[TASK TO COMPLETE] Could you return, unchanged and in order, every line of the items below from the line containing "query (the noun phrase to segment): car" through the last line of the items, both ends included?

-- START OF SUPPLIED RECORDS --

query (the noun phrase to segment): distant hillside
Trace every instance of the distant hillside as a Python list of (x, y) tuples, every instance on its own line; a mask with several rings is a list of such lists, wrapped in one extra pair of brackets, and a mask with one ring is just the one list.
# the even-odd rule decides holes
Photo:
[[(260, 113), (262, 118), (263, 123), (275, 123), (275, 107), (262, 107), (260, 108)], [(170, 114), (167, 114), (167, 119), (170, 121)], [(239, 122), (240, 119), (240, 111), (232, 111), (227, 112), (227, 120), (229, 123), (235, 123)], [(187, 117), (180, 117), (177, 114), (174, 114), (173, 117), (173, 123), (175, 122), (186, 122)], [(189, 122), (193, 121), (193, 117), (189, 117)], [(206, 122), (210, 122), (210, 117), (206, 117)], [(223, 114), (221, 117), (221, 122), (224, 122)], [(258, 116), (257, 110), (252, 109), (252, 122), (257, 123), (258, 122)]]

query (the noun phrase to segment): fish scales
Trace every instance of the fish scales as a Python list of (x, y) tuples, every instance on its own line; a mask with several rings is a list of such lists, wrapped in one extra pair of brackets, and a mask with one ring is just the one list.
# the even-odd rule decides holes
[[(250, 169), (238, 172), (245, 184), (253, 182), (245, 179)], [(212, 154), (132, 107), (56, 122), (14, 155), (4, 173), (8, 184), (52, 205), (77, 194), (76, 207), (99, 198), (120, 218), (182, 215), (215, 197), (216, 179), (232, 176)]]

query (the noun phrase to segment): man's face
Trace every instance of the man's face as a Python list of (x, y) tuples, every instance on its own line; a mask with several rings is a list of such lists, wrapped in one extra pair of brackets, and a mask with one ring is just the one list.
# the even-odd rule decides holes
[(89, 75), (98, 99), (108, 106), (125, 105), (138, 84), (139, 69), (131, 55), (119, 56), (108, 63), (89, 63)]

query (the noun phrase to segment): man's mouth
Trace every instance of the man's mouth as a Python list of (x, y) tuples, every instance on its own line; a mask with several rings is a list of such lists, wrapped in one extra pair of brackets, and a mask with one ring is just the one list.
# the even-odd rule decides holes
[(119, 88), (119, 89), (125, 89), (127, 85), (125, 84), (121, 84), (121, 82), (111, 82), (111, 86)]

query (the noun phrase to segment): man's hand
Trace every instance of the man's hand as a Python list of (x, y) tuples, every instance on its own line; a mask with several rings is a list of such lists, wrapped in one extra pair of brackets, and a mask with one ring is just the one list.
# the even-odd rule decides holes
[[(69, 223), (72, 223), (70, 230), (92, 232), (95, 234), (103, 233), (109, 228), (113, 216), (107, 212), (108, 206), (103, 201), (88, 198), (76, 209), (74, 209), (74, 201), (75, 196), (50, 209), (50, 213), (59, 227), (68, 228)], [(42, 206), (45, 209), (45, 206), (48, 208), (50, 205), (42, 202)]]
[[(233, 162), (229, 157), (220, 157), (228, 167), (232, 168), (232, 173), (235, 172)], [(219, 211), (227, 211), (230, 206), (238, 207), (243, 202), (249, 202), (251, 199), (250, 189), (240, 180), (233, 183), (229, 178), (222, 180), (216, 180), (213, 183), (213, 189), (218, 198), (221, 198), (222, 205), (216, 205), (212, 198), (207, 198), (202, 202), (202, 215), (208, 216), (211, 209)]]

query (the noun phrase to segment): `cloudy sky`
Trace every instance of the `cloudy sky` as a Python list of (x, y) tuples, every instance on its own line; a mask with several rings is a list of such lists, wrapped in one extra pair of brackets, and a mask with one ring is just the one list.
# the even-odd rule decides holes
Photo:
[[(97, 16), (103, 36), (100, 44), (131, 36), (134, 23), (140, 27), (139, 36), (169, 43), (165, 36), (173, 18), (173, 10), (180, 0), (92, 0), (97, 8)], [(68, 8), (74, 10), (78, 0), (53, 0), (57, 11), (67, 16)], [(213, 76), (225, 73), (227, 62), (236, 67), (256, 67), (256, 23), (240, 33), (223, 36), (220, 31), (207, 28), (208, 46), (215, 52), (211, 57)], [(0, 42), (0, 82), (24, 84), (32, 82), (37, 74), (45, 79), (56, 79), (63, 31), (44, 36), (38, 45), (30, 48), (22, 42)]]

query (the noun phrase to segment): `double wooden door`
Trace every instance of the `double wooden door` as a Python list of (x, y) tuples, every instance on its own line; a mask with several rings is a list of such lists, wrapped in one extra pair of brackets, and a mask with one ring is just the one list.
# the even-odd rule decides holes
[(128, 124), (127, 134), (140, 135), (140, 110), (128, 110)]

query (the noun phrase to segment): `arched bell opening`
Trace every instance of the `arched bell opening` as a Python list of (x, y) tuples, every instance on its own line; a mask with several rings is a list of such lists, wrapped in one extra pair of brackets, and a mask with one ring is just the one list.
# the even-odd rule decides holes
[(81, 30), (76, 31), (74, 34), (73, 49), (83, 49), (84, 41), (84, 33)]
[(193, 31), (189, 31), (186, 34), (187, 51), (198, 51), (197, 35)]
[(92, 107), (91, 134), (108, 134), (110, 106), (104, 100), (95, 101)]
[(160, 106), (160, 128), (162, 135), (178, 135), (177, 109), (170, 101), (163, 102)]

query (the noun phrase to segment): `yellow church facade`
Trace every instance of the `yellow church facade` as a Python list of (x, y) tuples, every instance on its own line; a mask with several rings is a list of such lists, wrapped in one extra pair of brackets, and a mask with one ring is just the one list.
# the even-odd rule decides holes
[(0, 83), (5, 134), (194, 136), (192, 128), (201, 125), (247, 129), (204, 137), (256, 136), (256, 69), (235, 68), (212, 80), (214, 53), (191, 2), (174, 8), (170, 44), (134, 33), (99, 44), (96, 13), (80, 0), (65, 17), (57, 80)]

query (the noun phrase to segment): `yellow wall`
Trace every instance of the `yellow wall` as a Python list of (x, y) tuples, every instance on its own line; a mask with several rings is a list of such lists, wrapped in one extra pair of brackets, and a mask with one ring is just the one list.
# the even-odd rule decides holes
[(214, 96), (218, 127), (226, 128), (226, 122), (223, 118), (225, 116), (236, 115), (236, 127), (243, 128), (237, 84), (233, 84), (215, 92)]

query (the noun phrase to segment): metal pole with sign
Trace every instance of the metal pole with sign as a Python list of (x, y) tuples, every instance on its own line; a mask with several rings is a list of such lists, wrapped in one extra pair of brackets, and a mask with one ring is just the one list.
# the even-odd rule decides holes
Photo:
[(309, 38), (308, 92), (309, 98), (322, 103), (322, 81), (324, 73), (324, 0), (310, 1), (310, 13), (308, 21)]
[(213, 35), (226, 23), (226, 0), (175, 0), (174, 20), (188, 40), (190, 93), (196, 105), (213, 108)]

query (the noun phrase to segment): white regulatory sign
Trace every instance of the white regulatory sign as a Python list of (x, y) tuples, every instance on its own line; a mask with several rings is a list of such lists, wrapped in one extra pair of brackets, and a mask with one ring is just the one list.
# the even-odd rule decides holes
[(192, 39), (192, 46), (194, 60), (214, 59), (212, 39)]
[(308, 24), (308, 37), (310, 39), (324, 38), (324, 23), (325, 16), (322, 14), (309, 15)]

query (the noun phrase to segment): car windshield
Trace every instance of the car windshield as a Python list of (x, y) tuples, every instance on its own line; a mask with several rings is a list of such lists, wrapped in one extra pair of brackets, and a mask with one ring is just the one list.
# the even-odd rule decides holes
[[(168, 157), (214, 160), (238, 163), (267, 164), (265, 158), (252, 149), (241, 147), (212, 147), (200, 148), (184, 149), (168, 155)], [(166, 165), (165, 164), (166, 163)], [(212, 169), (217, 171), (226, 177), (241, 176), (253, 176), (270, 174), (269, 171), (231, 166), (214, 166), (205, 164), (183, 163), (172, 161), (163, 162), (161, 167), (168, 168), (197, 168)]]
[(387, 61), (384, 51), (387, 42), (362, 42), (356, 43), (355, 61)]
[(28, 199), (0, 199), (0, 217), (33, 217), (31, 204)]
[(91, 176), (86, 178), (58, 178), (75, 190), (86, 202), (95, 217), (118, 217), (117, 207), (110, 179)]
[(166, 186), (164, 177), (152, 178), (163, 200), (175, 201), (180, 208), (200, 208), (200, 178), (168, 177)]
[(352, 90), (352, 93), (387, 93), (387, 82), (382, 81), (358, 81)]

-- END OF SUPPLIED RECORDS --

[IN RESPONSE]
query (the noun phrase to segment): car windshield
Trace every instance of the car windshield as a Python list of (x, y) tuples, every instance on its own line; a mask with several rings is a list of such lists, wrapped in one extra pair of brackets, and a mask with one ring is just the one list.
# the even-odd rule decides holes
[[(168, 157), (214, 160), (238, 163), (267, 164), (265, 158), (252, 149), (241, 147), (212, 147), (200, 148), (184, 149), (168, 155)], [(166, 165), (165, 164), (166, 163)], [(212, 169), (217, 171), (226, 177), (241, 176), (253, 176), (270, 174), (269, 171), (231, 166), (214, 166), (205, 164), (183, 163), (172, 161), (163, 162), (161, 167), (168, 168), (197, 168)]]
[(387, 61), (384, 51), (387, 42), (362, 42), (356, 43), (355, 61)]
[(28, 199), (0, 199), (0, 217), (33, 217), (31, 204)]
[(91, 176), (86, 178), (58, 178), (75, 190), (86, 202), (95, 217), (118, 217), (117, 207), (110, 179)]
[(166, 186), (164, 177), (152, 178), (163, 200), (175, 201), (180, 208), (200, 208), (200, 178), (168, 177)]
[(352, 90), (352, 93), (387, 93), (387, 82), (382, 81), (358, 81)]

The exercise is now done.